* Exercise aim *
Note each line in the data below that holds "moss", and copy it.

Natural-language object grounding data
-- -- --

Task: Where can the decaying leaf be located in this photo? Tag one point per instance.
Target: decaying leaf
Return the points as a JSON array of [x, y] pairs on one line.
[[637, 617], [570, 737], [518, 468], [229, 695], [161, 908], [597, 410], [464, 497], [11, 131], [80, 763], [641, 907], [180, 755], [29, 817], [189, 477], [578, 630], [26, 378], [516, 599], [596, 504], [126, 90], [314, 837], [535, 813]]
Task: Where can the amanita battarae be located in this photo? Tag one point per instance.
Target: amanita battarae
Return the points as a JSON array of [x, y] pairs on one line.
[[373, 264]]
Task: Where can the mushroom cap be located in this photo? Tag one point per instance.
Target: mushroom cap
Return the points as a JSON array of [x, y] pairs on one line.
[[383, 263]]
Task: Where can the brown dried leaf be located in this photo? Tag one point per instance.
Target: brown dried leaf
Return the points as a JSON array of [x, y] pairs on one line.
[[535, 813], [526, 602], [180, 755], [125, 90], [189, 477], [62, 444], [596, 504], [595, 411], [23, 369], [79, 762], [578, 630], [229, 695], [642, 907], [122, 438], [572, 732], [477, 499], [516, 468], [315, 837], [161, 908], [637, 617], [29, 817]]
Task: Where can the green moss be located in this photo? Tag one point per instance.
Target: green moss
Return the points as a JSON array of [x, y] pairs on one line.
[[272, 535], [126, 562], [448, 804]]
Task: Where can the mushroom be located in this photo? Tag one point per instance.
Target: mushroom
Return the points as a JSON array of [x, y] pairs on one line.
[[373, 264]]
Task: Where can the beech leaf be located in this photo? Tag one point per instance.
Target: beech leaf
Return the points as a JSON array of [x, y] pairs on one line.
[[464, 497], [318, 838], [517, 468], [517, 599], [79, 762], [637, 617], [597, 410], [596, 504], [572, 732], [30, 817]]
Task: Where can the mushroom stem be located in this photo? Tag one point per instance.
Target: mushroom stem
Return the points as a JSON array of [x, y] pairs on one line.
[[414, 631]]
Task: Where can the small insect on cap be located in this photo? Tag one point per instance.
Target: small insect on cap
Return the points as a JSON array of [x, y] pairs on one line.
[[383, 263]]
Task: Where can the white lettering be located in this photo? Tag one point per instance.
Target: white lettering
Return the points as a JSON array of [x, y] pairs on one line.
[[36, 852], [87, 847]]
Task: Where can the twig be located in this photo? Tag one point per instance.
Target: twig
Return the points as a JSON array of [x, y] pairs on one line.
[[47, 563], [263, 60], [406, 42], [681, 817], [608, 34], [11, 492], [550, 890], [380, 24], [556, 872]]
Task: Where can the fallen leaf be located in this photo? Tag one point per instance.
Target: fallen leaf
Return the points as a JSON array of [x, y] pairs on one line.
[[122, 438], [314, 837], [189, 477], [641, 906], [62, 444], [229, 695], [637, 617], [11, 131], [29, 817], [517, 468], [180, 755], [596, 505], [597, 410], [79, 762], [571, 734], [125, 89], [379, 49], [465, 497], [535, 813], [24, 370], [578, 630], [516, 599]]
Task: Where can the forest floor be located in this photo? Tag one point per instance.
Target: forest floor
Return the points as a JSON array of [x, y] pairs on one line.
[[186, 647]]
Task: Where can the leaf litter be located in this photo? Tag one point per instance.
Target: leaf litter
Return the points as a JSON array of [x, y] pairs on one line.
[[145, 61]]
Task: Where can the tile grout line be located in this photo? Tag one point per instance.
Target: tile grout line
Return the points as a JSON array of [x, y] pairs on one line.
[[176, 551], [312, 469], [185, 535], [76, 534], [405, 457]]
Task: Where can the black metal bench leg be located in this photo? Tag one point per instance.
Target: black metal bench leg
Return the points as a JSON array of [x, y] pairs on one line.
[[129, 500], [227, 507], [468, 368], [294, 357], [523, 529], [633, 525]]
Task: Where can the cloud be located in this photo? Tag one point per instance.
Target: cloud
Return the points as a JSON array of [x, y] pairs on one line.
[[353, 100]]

-- -- --

* Task output *
Task: Where can the green moss be located in this photo? Tag one point per instance.
Target: green moss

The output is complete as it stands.